Start of Passage provided
In this work a prediction numerical method specially fitted for working on existing halls will be presented together with the results obtained in four cases related to different kinds of restoration:

The results show that this method can produce useful informations in a reasonably little time, provided that measurements are carried out with the most advanced digital techniques and that a fast computation model is used: in this case the MLSSA measuring system and pyramid tracing or cone tracing programs were used.

For each hall, the study has been carried out by the following steps:

The results of these comparisons and the influence of the right configuration of some parameters in impulse response prediction by pyramid and/or cone tracing are here explained.
End of Passage provided
Start of Given entries
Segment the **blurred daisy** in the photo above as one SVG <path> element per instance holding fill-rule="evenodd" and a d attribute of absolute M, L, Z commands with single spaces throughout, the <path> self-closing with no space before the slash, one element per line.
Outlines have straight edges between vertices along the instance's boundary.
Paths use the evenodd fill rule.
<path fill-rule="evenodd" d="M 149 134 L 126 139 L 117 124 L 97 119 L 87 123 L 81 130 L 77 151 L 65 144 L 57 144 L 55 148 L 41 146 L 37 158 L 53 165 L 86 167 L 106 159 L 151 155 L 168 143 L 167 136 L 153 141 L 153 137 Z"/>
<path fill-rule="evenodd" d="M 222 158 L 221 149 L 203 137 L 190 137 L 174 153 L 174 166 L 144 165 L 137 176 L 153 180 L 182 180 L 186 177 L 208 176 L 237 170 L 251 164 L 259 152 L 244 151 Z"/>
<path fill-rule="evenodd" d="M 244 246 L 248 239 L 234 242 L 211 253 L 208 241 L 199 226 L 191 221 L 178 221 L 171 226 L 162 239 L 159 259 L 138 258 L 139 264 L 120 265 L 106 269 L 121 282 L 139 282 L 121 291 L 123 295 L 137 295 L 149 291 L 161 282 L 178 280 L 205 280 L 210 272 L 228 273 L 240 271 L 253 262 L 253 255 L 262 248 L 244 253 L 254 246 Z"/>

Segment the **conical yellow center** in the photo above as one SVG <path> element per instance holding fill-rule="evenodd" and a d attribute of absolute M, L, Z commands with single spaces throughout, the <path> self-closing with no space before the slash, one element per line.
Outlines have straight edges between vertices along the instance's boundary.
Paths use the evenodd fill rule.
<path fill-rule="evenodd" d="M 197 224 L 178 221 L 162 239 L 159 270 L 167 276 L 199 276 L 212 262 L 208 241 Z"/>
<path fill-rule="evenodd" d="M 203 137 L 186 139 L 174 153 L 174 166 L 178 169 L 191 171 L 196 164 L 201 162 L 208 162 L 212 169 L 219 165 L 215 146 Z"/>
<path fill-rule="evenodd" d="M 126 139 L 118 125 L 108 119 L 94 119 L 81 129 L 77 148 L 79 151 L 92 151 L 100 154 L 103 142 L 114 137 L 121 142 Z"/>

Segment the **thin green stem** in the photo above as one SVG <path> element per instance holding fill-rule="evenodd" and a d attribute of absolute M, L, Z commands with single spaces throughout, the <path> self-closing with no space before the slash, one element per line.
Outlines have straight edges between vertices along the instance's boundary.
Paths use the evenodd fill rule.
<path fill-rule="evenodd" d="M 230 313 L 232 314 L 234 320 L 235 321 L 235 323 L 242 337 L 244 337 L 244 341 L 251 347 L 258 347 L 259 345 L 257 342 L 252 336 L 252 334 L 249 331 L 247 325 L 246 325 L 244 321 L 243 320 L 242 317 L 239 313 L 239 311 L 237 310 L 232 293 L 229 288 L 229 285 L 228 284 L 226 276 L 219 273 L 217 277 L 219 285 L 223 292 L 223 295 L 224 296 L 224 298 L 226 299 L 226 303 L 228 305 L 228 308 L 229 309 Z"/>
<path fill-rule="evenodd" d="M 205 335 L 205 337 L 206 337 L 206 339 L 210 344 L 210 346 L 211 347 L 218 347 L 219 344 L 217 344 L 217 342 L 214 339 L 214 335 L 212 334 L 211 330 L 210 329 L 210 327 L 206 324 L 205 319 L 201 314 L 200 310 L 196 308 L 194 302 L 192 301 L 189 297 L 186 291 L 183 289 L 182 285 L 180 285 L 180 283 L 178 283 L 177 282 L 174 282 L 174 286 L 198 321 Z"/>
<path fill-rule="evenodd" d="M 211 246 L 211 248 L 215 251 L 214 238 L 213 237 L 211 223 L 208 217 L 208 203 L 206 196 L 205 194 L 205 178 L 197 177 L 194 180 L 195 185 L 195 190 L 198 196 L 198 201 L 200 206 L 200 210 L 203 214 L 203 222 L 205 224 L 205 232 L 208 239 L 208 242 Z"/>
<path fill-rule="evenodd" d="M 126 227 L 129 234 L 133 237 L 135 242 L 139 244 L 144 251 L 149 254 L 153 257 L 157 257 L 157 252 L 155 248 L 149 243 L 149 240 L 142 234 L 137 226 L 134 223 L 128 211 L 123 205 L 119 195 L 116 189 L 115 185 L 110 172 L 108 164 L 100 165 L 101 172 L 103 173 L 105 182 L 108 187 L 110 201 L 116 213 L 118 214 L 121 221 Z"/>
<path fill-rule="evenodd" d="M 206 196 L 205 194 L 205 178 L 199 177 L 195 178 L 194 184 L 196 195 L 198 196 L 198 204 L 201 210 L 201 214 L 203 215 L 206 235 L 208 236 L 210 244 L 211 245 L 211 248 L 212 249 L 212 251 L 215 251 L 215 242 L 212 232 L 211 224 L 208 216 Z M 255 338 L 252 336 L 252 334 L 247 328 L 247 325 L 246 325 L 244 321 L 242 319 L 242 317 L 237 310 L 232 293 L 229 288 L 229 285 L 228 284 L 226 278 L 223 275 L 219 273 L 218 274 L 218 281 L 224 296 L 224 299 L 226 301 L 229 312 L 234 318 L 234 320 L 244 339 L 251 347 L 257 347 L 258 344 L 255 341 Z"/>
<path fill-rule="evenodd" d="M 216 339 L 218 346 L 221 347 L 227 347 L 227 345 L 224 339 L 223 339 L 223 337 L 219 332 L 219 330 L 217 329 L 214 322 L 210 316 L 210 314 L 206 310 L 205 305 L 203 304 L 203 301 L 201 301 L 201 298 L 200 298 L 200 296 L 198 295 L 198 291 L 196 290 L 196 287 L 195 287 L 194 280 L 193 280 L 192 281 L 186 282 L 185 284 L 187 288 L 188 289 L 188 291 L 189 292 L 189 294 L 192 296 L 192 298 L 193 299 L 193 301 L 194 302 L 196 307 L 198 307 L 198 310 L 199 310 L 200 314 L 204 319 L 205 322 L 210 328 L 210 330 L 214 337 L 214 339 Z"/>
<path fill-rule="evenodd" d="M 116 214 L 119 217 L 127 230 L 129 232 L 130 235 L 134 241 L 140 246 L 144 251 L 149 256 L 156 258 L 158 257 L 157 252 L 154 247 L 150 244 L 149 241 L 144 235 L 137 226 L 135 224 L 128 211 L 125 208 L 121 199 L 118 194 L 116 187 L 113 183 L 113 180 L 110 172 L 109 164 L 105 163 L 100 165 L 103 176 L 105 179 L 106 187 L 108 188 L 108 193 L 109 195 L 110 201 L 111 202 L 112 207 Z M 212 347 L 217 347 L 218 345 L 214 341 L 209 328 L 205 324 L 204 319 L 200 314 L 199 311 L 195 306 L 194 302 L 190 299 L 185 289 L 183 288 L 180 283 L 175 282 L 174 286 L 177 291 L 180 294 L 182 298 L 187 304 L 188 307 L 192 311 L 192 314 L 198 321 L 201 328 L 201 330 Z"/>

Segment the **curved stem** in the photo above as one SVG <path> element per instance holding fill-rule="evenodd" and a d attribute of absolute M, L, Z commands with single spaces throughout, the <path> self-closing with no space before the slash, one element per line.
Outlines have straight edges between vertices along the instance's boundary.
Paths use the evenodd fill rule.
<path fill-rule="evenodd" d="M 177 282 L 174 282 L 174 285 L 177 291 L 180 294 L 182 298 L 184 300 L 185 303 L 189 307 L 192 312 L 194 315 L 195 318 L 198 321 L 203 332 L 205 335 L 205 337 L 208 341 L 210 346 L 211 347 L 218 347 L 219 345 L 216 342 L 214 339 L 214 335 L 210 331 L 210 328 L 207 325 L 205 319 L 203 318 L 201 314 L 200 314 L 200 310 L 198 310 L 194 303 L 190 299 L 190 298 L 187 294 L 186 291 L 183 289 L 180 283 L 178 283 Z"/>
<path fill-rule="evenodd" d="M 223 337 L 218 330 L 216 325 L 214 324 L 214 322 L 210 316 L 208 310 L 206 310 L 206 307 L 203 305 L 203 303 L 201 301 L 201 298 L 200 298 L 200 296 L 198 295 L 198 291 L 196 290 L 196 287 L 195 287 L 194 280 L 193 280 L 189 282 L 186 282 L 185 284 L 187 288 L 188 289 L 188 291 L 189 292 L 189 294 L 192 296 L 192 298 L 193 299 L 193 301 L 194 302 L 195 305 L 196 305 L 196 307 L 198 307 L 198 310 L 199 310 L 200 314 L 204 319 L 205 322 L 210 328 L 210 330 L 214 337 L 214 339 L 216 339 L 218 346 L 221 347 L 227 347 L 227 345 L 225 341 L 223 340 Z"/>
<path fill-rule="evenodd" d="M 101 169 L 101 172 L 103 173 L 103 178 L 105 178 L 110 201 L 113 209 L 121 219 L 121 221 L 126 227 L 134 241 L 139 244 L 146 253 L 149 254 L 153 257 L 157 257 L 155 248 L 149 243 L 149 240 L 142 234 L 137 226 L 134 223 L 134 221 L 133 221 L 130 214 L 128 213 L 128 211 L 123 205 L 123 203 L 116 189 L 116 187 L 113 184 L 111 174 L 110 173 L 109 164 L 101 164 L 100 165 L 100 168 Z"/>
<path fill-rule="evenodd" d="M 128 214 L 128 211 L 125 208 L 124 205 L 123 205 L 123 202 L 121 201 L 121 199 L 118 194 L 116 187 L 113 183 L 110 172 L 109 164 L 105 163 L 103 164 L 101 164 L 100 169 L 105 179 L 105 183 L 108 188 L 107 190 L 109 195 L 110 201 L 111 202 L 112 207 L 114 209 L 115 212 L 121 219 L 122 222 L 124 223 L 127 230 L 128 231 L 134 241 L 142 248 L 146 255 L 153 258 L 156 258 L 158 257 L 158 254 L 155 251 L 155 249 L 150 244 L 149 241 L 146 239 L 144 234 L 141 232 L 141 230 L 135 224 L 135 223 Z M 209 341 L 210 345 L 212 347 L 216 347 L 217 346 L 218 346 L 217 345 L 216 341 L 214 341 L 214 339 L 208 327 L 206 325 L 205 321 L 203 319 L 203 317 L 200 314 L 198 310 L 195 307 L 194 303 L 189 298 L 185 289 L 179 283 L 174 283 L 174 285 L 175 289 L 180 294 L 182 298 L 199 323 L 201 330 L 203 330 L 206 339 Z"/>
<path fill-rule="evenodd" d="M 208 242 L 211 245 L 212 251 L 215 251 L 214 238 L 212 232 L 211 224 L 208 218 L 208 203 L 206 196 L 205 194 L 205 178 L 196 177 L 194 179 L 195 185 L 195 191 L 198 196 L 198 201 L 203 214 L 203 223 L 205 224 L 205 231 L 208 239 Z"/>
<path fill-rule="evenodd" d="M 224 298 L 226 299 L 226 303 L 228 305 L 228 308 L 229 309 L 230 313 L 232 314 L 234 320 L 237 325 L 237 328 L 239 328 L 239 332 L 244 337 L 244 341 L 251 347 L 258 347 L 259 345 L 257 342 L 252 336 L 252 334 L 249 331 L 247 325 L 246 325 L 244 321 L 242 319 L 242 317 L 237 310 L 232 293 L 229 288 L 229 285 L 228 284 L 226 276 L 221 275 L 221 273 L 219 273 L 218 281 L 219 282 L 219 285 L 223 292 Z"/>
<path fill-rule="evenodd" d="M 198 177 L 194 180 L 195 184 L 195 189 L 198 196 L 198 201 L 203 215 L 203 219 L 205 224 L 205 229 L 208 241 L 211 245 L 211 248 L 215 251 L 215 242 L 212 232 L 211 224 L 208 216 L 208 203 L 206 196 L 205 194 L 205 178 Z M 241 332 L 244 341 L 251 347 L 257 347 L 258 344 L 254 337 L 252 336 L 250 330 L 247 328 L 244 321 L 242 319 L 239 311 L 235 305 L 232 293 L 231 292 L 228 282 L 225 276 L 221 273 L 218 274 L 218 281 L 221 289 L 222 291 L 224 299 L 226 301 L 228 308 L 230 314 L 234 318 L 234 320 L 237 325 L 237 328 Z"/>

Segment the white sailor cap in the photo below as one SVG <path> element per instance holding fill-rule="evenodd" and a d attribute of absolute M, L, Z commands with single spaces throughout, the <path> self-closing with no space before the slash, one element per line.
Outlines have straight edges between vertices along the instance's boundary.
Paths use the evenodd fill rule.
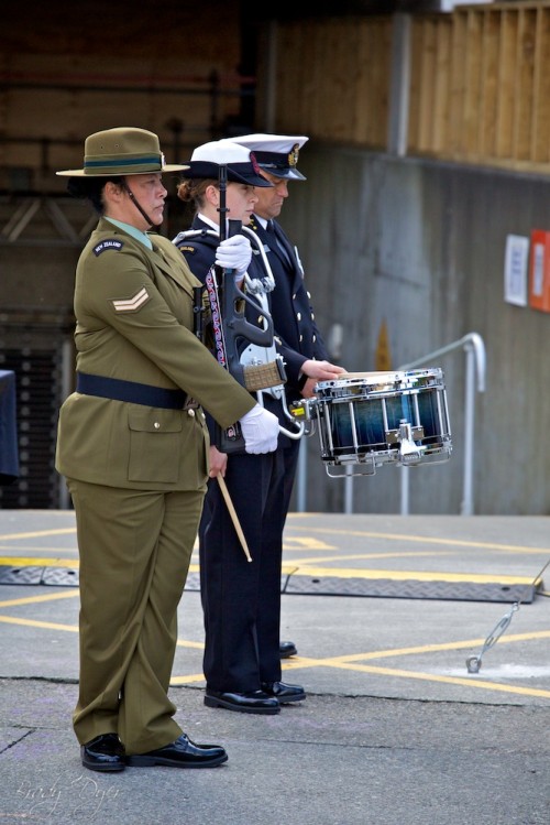
<path fill-rule="evenodd" d="M 252 150 L 258 165 L 275 177 L 305 181 L 296 165 L 301 146 L 309 138 L 293 134 L 241 134 L 231 138 L 233 143 Z"/>
<path fill-rule="evenodd" d="M 218 180 L 220 166 L 227 167 L 228 181 L 248 186 L 272 186 L 262 176 L 254 153 L 230 140 L 212 140 L 193 152 L 184 177 L 211 177 Z"/>

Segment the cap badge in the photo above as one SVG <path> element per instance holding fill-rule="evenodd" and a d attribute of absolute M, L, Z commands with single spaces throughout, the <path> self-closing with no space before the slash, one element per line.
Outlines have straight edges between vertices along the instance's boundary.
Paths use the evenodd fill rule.
<path fill-rule="evenodd" d="M 288 153 L 288 165 L 289 166 L 297 166 L 298 165 L 298 155 L 300 153 L 300 144 L 295 143 L 292 148 L 290 152 Z"/>

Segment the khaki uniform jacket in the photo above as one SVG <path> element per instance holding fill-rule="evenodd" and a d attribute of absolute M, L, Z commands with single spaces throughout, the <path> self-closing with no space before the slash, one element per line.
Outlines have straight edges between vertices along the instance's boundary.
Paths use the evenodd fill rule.
<path fill-rule="evenodd" d="M 182 389 L 222 426 L 254 399 L 193 332 L 200 282 L 167 239 L 153 250 L 100 219 L 75 284 L 77 370 Z M 165 410 L 74 392 L 59 412 L 56 468 L 66 477 L 146 490 L 202 489 L 208 431 L 199 410 Z"/>

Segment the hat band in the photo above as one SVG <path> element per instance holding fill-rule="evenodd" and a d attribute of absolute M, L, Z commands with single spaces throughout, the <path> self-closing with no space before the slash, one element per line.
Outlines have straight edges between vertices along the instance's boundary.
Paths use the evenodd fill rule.
<path fill-rule="evenodd" d="M 157 166 L 158 171 L 161 172 L 163 170 L 163 155 L 147 155 L 142 158 L 129 158 L 129 159 L 113 159 L 111 161 L 106 160 L 105 158 L 100 161 L 90 161 L 86 160 L 84 161 L 84 170 L 85 172 L 87 170 L 106 170 L 106 172 L 110 172 L 113 169 L 125 169 L 129 172 L 132 171 L 132 169 L 135 169 L 138 166 Z M 141 170 L 140 170 L 141 171 Z"/>

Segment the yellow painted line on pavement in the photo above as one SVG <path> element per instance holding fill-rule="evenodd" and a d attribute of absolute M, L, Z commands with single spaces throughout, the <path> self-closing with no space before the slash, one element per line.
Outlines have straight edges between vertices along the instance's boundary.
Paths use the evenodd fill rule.
<path fill-rule="evenodd" d="M 36 605 L 40 601 L 56 601 L 57 599 L 75 599 L 79 596 L 79 590 L 70 589 L 63 593 L 50 593 L 47 596 L 24 596 L 19 599 L 7 599 L 0 601 L 0 607 L 19 607 L 20 605 Z"/>
<path fill-rule="evenodd" d="M 58 530 L 34 530 L 32 533 L 0 533 L 0 541 L 13 541 L 14 539 L 43 539 L 45 535 L 69 535 L 76 534 L 76 527 L 59 528 Z"/>
<path fill-rule="evenodd" d="M 15 619 L 13 616 L 0 616 L 6 625 L 22 625 L 28 628 L 43 628 L 44 630 L 68 630 L 78 633 L 78 625 L 58 625 L 55 621 L 37 621 L 36 619 Z"/>
<path fill-rule="evenodd" d="M 296 565 L 296 563 L 294 563 Z M 501 574 L 481 573 L 442 573 L 440 571 L 384 571 L 348 567 L 309 567 L 304 561 L 301 568 L 296 568 L 296 576 L 332 576 L 336 578 L 391 578 L 397 582 L 415 579 L 417 582 L 469 582 L 471 584 L 532 584 L 532 576 L 503 576 Z"/>
<path fill-rule="evenodd" d="M 193 685 L 197 682 L 205 682 L 204 673 L 193 673 L 189 676 L 173 676 L 170 685 Z"/>
<path fill-rule="evenodd" d="M 463 539 L 435 539 L 429 535 L 410 535 L 408 533 L 376 533 L 370 530 L 339 530 L 337 528 L 314 528 L 311 525 L 299 527 L 288 522 L 287 531 L 293 530 L 307 530 L 311 533 L 323 533 L 330 535 L 360 535 L 367 539 L 384 539 L 387 541 L 407 541 L 407 542 L 422 542 L 426 544 L 447 544 L 455 547 L 484 547 L 485 550 L 507 550 L 507 551 L 521 551 L 529 553 L 548 553 L 550 554 L 550 547 L 529 547 L 524 544 L 499 544 L 496 542 L 474 542 L 466 541 Z"/>
<path fill-rule="evenodd" d="M 499 693 L 512 693 L 518 696 L 538 696 L 541 698 L 550 699 L 550 691 L 543 691 L 538 687 L 519 687 L 516 685 L 505 685 L 496 682 L 487 682 L 486 680 L 477 680 L 476 677 L 461 679 L 460 676 L 439 676 L 435 673 L 420 673 L 415 671 L 403 671 L 393 667 L 375 667 L 369 664 L 352 664 L 351 662 L 338 662 L 323 660 L 322 664 L 329 667 L 338 667 L 340 670 L 352 670 L 360 671 L 361 673 L 375 673 L 383 676 L 397 676 L 400 679 L 416 679 L 424 682 L 438 682 L 449 685 L 460 685 L 463 687 L 476 687 L 485 691 L 497 691 Z"/>
<path fill-rule="evenodd" d="M 52 551 L 50 551 L 52 552 Z M 72 567 L 79 566 L 77 558 L 36 558 L 31 556 L 0 556 L 0 567 Z"/>

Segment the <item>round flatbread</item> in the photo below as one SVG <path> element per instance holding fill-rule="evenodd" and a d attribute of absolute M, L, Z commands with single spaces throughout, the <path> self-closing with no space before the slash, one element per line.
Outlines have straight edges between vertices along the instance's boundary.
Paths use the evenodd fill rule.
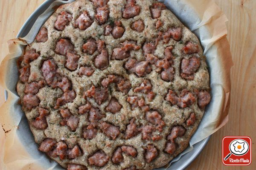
End of Given entries
Task instructions -
1 > Name each measuring system or computation program that the passage on the prediction method for existing halls mentions.
2 > In the passage on the prediction method for existing halls, how many cases are results presented for?
3 > Extend the passage on the prediction method for existing halls, starting after its final sentence.

The replies -
1 >
MLSSA measuring system
pyramid tracing programs
cone tracing programs

2 > Four cases, each related to a different kind of restoration.

3 >
II. Measurement technique


The measuring system has been used basically to obtain the binaural impulse responses in each listening point. For this, an omnidirectional loudspeaker was used, being fed with the Maximum Length Signal produced by a MLSSA board, installed in a portable PC. The signal period was 65535 samples, and the sampling rate varied between 22.05 kHz and 44.1 kHz. The acoustic signal was sampled through a dummy head (Sennheiser MKE2002set), connected with the MLSSA board through a wireless system (NADY VF-701). The measure was repeated for each ear, thus enabling the computation of the Inter Aural Cross Correlation (IACC) through a dedicated post-processing program, in addition to the wide range of other acoustical parameters computed by the MLSSA software. Fig. 1 shows a scheme of the measuring system.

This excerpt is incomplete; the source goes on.